--- START OF Given passage ---
Intraday Elliott Wave And Flag Lesson In The S&P500

By Corey Rosenbloom on June 17, 2009 | More Posts By Corey Rosenbloom | Author's Website

What a day!  Let’s learn a few critical lessons from today’s trading activity, particularly in regards to how Momentum fits into Elliott Wave, how bear flags are confirmed with dojis, and more!

SPY 5-min:

Let’s take it step by step.  We had a negative momentum divergence (not shown) on a retest of the intraday highs of $93.30 at 11:00am.  Many times, intraday highs are formed on momentum divergences as both the high and low show as an example today.

Once price broke down into noon, we formed a new momentum and new price low at $92.60 - this hinted that lower prices were yet to come.

We had a shallow pullback that formed a messy bear flag, but the goal is to short the first pullback after a new price and momentum low which fell shy of testing the 20 EMA (which would have been an ideal entry).
--- END OF Given passage ---
_Goal_
List, in order, each price development that the S&P 500 trading lesson reports in its step-by-step account of the day's trading. The material that comes after the S&P 500 trading lesson is separate from it.
--- START OF Dataset excerpt ---
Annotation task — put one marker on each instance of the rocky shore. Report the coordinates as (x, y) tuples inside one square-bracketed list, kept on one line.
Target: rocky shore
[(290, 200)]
--- END OF Dataset excerpt ---
_Task response_
1. A negative momentum divergence formed on a retest of the intraday highs of $93.30 at 11:00am.
2. Price broke down into noon, forming a new momentum low and a new price low at $92.60.
3. A shallow pullback formed a messy bear flag that fell shy of testing the 20 EMA.